◆ Input material ◆
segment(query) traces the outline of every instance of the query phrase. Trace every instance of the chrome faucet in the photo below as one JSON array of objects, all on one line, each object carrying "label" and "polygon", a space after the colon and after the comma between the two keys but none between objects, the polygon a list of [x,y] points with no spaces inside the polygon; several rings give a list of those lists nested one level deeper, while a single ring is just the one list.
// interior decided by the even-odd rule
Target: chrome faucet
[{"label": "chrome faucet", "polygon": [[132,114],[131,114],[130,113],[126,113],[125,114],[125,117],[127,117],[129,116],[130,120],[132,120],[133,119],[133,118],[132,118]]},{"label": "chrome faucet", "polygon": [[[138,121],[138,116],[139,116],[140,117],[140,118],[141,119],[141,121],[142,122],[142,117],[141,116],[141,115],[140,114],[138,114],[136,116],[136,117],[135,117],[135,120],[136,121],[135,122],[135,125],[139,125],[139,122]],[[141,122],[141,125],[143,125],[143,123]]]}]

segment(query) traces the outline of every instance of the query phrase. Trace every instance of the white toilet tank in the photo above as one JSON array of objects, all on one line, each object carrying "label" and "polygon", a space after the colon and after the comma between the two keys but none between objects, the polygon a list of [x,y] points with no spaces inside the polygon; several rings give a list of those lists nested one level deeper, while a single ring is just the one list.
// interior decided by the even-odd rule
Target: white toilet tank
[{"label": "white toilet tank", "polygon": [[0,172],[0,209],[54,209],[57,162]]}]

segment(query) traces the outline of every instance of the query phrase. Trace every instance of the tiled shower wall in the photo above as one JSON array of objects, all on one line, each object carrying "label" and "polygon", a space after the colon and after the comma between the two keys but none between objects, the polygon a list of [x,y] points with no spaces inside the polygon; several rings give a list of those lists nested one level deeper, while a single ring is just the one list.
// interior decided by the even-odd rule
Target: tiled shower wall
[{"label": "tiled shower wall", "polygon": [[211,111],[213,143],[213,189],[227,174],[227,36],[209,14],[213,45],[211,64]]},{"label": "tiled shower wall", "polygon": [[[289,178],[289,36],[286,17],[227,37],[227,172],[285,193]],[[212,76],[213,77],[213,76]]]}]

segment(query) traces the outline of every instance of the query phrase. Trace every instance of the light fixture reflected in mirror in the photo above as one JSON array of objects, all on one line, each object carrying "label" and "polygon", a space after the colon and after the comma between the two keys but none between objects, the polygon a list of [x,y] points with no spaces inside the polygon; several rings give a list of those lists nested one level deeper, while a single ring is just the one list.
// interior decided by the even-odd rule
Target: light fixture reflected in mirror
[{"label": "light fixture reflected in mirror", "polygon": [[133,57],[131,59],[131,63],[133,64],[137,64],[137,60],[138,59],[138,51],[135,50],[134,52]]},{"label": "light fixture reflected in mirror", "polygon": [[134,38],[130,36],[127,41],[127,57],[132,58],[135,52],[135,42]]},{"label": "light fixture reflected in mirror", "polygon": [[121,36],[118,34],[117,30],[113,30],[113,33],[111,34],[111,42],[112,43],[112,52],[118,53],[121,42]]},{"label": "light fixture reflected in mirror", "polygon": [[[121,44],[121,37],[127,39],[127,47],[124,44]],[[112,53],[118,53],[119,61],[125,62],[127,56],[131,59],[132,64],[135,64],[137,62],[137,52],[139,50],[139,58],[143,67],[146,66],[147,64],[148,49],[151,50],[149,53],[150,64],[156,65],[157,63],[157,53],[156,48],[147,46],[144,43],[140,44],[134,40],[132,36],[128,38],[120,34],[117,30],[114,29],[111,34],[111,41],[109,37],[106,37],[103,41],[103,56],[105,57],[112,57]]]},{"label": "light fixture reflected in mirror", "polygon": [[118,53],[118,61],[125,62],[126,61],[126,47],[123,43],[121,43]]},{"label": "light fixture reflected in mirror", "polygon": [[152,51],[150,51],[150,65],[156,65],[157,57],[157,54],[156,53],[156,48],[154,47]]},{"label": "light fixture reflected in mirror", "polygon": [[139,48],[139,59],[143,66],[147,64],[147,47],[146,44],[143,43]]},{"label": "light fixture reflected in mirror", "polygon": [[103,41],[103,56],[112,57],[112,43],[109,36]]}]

◆ Exercise ◆
Extract every line in the listing above that contains the word "white", matching case exactly.

◆ Output of the exercise ◆
segment(query) traces the outline of every instance of the query phrase. Trace every instance of the white toilet tank in the photo above as one JSON array of objects, all on one line, each object carrying "label" and "polygon", a space after the colon and after the comma between the two keys but none between objects, the polygon a list of [x,y] points with no spaces inside the polygon; several rings give a list of those lists nested one level deeper, while a single ring is just the one list.
Target: white toilet tank
[{"label": "white toilet tank", "polygon": [[0,172],[0,209],[54,209],[57,162]]}]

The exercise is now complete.